◆ **SET EXERCISE 1**: From the Christmas market passage below, list every proper name of a place that it mentions.

Yet, what is more common and popular in Germany in late November (entering the first week of Advent) is always about the Weihnachtsmarkt or Christmas Market, which can be found in every city in Germany. At that market, mostly foods and drinks are offered, but there are also various Christmas ornaments and other accessories or even household tools. Of course, it is really nice that one can enjoy eating their meals while looking at the flickering lights around the city.
Last year, besides the celebration we had in Hermannsburg, after the class of African Theology, we also had a nice time at the Weihnachtsmarkt in Göttingen. Our professor was kindly inviting us right after the class, and he himself was the sponsor for all students. So, at the Weihnachtsmarkt -which is always located around the Altes Rathaus or the city center-, we ate some kind of breads and drank a special kind of wine called Glühwein (mulled wine). But, why did we eat bread? Well, the reason was because we knew that in German, bread is not just an alternative food; bread is more than a food, and it is even part of Germans culture. Therefore, there were more types of bread in Germany that at the moment we knew we have never eaten before.

◆ **RECORDS FOR THIS TASK**:
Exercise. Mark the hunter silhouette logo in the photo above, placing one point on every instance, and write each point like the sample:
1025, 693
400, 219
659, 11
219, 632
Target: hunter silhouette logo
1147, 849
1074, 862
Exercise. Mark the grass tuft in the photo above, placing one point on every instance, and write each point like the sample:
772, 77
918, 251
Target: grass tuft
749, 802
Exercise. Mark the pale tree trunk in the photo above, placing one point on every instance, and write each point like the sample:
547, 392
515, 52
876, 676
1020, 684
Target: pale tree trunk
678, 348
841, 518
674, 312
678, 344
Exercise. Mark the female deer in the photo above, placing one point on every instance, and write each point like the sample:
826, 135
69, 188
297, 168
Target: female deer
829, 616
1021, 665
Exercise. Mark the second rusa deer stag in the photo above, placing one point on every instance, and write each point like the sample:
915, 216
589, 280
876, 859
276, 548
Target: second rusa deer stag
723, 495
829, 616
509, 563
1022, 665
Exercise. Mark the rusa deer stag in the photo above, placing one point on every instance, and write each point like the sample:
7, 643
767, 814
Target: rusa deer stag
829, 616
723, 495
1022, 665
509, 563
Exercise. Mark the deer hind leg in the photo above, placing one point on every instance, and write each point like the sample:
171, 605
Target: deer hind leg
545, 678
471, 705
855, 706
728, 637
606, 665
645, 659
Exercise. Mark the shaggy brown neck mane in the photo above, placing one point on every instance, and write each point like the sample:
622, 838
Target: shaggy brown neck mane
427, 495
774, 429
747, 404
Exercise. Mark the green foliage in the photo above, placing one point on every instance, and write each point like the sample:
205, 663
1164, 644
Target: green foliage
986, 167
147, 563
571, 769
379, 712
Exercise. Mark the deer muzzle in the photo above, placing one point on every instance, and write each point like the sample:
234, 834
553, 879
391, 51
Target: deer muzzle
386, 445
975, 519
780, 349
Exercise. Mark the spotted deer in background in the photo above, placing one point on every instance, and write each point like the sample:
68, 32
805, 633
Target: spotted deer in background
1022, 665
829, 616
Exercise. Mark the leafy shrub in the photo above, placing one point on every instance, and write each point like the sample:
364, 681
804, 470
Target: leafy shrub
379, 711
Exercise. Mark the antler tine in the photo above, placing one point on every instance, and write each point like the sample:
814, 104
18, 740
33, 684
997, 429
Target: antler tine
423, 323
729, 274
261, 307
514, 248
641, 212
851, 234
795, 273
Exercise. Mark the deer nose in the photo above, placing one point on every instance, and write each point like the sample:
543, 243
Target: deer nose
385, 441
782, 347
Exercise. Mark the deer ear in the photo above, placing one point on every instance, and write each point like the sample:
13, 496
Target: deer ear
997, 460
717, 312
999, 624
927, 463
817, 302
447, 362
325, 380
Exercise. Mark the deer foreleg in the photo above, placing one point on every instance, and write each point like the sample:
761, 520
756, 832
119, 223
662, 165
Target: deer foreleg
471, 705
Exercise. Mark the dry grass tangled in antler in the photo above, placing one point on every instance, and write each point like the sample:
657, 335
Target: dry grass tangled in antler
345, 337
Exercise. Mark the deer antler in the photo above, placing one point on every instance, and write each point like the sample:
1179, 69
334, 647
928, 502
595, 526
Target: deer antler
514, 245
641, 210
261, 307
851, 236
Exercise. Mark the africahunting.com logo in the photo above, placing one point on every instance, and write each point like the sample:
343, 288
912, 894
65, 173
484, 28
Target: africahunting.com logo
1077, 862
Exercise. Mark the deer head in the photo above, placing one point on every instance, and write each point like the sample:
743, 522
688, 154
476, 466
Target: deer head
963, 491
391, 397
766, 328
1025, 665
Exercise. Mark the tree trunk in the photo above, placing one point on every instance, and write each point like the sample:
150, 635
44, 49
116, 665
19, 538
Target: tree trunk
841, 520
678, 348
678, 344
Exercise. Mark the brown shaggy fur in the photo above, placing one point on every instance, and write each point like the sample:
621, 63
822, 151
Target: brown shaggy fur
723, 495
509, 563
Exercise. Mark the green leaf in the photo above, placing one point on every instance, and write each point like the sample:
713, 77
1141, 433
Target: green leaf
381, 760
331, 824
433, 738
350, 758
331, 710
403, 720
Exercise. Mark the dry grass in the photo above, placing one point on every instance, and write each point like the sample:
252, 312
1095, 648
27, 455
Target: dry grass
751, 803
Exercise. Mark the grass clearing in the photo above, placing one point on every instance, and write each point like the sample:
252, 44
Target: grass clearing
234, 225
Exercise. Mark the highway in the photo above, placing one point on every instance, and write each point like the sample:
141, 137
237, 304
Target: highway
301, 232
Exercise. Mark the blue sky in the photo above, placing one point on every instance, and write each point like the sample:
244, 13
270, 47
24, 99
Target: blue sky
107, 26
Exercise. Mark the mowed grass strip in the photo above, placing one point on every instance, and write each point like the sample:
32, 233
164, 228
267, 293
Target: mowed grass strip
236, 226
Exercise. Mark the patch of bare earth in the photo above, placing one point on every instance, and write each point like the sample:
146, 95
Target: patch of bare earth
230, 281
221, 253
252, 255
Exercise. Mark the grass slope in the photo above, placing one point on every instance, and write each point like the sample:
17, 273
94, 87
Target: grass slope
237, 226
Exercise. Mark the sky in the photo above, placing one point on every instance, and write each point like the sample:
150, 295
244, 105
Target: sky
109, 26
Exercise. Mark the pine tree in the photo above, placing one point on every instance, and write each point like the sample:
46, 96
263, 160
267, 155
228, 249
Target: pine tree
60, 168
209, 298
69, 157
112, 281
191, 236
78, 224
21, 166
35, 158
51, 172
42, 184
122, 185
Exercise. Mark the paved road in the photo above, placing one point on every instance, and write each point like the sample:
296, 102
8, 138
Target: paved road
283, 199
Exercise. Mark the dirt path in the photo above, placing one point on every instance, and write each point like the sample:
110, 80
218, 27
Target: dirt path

◆ **SET EXERCISE 2**: Find every line in the rows above that contains the string "pale", and copy each of those lines.

◆ **COMPLETE OUTPUT 1**: Germany, Hermannsburg, Göttingen, Altes Rathaus

◆ **COMPLETE OUTPUT 2**:
Exercise. Mark the pale tree trunk in the photo above, placing one point on every instance, and write each point like the sample:
Target: pale tree trunk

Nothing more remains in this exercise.